* [Extracted entries]
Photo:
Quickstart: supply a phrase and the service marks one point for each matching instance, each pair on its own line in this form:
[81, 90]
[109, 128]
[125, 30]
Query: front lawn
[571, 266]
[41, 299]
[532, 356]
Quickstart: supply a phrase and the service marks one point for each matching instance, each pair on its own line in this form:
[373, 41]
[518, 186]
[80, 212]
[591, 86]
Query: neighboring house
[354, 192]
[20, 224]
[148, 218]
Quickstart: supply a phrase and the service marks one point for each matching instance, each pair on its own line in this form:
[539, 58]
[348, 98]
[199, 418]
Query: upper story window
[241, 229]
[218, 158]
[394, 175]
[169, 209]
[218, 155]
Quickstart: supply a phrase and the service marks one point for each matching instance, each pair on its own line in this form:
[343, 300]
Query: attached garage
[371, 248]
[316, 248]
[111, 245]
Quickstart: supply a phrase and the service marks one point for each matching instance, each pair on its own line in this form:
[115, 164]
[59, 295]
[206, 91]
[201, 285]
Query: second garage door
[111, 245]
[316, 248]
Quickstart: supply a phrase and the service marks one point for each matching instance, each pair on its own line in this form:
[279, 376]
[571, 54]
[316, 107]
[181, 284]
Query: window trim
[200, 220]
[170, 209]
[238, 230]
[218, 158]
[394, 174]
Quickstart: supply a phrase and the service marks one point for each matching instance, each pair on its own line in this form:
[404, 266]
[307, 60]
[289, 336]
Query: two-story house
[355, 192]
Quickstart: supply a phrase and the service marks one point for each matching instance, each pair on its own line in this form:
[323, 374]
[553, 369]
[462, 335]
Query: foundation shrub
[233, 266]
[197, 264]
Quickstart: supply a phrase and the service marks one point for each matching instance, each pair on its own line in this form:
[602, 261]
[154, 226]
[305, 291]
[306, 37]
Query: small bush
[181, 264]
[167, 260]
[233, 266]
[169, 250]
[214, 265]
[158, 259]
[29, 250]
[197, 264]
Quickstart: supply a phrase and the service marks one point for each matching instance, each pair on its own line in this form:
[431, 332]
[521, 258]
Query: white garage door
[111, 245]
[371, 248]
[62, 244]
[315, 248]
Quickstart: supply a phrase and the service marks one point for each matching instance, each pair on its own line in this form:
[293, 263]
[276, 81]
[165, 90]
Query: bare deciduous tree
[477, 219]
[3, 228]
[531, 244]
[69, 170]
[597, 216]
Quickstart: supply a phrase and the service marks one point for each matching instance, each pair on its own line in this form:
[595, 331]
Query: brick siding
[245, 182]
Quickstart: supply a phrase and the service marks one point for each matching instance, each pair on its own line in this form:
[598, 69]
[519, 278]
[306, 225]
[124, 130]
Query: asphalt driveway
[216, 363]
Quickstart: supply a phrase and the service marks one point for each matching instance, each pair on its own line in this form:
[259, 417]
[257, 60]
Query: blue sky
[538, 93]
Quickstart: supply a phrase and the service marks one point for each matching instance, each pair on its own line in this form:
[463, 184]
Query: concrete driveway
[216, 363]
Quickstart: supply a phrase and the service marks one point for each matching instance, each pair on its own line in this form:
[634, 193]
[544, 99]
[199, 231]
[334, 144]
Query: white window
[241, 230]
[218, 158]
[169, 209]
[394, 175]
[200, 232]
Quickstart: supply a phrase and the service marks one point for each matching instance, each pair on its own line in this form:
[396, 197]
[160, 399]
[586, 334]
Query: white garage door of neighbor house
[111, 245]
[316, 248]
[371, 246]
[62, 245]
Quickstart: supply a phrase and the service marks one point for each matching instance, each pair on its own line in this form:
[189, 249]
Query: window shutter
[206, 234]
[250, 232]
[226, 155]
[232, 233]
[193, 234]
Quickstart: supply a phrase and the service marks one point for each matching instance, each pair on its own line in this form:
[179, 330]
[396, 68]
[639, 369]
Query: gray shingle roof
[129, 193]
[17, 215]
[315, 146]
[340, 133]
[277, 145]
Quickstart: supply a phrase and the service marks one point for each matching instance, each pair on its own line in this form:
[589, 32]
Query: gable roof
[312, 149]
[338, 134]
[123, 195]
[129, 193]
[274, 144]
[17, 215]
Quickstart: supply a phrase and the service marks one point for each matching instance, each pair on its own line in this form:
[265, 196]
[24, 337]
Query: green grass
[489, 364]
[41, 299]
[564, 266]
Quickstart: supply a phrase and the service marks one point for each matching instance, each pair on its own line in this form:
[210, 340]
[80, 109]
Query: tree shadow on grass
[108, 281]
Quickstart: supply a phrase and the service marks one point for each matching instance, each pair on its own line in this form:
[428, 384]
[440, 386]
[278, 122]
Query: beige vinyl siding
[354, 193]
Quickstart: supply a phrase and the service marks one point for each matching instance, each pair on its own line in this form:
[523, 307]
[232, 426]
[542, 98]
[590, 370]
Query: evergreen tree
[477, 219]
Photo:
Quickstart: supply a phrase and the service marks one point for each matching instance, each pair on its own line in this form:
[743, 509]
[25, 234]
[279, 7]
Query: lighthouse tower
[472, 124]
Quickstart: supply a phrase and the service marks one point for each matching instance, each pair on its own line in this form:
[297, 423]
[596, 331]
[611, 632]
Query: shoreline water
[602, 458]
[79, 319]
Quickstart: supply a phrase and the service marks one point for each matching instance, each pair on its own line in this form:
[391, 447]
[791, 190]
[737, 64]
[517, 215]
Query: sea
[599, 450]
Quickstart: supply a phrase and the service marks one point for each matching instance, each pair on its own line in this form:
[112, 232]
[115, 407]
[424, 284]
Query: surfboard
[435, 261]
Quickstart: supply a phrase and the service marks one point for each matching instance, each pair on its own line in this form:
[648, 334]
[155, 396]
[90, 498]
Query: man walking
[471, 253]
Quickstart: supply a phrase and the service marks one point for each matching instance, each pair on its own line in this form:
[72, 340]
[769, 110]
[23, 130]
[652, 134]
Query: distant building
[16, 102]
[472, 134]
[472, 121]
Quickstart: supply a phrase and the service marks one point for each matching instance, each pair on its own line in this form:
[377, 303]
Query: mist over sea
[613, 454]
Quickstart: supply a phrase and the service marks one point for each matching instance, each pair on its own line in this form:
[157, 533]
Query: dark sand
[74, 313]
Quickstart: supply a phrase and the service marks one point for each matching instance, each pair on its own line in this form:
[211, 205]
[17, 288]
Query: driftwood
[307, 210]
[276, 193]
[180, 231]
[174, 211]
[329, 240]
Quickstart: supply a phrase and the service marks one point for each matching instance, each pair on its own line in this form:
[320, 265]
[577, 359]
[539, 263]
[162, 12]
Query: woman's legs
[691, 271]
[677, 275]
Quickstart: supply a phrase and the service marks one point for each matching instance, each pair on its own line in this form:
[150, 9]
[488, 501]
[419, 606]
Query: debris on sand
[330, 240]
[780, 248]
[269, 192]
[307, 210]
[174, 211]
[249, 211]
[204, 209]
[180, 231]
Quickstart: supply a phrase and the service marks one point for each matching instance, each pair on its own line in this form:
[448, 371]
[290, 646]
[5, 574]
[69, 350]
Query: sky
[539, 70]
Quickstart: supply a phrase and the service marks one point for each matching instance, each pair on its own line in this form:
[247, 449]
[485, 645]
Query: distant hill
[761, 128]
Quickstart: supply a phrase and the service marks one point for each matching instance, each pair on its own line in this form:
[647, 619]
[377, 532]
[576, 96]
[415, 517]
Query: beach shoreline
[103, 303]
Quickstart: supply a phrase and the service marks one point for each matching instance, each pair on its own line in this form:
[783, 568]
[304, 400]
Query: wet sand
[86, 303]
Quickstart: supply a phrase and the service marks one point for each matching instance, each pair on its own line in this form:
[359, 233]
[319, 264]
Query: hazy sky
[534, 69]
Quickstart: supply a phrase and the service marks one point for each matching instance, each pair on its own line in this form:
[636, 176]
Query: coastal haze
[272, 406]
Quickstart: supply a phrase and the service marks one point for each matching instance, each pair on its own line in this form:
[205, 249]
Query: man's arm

* [Prompt] Count the lines in the records above that contain the string "sand", with case counting, and give only the number.

* [Response] 3